Copy out the stretch of data below from the line containing "[point] every instance of the lattice" through the line containing "[point] every instance of the green shrub", keeping every line word for word. Include both of those end lines and nothing else.

Coordinate annotation entries:
= = =
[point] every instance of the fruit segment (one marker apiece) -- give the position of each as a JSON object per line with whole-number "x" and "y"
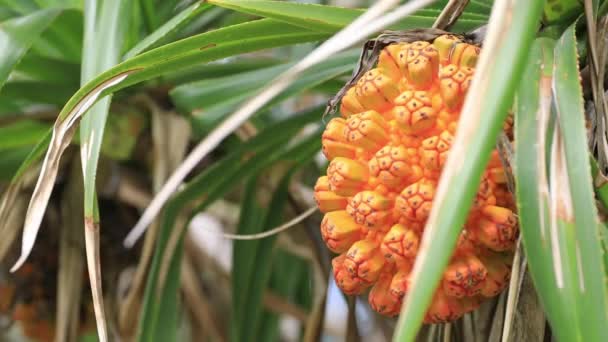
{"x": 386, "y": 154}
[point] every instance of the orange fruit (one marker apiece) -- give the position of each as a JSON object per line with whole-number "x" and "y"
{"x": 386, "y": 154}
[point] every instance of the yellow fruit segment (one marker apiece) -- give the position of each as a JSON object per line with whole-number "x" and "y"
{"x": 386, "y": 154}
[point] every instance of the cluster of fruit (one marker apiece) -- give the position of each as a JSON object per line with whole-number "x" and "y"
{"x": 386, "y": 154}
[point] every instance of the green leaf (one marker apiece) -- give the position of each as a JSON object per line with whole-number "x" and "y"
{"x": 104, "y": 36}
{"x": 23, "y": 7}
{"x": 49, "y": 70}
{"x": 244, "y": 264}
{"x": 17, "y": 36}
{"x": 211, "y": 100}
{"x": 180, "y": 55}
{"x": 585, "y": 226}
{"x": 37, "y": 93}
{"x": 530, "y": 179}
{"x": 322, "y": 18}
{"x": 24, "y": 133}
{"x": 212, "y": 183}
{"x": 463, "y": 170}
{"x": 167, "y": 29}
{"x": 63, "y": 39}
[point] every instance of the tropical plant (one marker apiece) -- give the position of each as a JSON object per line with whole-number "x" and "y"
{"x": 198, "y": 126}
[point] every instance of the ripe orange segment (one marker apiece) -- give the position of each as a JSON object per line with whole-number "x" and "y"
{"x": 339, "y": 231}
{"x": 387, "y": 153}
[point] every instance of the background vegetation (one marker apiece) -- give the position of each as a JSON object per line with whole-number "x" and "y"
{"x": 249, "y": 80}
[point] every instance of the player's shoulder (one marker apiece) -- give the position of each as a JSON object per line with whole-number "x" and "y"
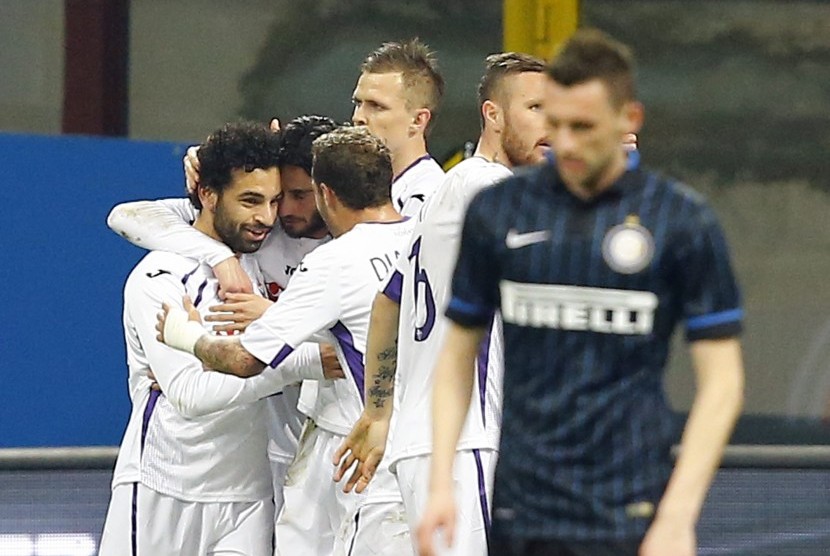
= = =
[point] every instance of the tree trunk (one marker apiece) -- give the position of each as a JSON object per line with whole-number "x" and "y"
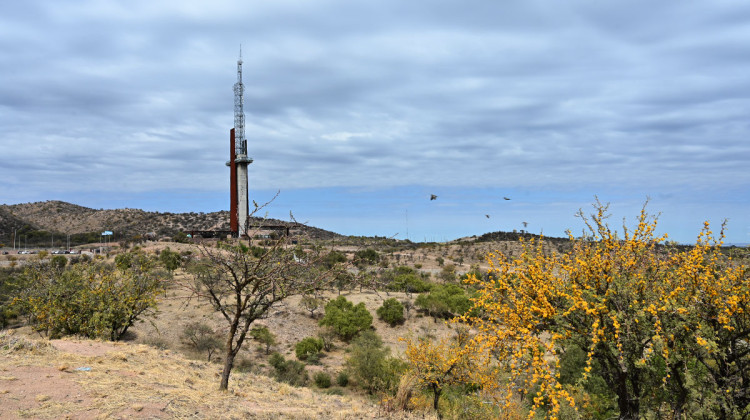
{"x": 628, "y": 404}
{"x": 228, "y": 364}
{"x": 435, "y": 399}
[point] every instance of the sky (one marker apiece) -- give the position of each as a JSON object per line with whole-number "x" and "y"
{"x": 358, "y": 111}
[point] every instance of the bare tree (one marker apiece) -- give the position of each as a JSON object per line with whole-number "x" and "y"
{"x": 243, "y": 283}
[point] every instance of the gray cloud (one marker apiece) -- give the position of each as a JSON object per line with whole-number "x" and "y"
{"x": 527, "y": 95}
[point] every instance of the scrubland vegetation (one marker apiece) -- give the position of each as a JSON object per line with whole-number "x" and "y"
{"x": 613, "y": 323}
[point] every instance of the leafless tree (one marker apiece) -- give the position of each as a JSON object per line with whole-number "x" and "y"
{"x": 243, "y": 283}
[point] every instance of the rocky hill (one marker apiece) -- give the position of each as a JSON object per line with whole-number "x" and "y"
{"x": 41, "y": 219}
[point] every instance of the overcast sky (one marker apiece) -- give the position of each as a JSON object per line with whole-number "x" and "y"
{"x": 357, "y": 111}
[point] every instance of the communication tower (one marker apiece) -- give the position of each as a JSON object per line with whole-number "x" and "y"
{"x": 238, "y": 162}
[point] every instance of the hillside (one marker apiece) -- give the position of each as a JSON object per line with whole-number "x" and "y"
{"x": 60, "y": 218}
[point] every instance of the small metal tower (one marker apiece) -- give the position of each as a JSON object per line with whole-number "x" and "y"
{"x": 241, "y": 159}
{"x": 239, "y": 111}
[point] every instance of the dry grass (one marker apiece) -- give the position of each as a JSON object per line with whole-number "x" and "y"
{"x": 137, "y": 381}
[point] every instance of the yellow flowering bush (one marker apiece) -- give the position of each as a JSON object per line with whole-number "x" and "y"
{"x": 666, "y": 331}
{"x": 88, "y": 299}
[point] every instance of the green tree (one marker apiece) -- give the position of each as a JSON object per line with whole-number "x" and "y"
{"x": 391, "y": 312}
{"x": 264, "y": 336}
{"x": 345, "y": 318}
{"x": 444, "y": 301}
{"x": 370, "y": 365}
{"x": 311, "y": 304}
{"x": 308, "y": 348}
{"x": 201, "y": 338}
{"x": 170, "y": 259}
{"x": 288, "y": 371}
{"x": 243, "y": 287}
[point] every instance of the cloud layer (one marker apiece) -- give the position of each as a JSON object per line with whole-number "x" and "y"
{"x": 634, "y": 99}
= = =
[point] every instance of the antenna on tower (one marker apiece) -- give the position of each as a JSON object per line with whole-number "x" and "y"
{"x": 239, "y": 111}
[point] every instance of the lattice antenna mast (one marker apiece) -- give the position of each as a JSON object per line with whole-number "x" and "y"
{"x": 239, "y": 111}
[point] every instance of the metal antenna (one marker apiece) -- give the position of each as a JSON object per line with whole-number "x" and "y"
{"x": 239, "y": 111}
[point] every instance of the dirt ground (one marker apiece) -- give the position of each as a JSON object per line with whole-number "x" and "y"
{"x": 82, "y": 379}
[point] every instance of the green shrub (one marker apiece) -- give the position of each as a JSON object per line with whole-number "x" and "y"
= = =
Solution for this problem:
[point] every instance of the lattice antenna mast (one marker apiece) -- give the position of each as a JSON object per line with whole-number "x" and "y"
{"x": 239, "y": 111}
[point] every instance of the metal antenna (one marker apiece) -- give the position of each as a JSON object per line with whole-number "x" and "y"
{"x": 239, "y": 111}
[point] every instance of the dirt ground (one marker apiece) -- give the position of each as a JSON object per line with whole-number "x" and "y"
{"x": 82, "y": 379}
[point] every instance of the green shrub (one marker apiece) -- give the position of each as a JSON object per line with whole-number "x" and "y"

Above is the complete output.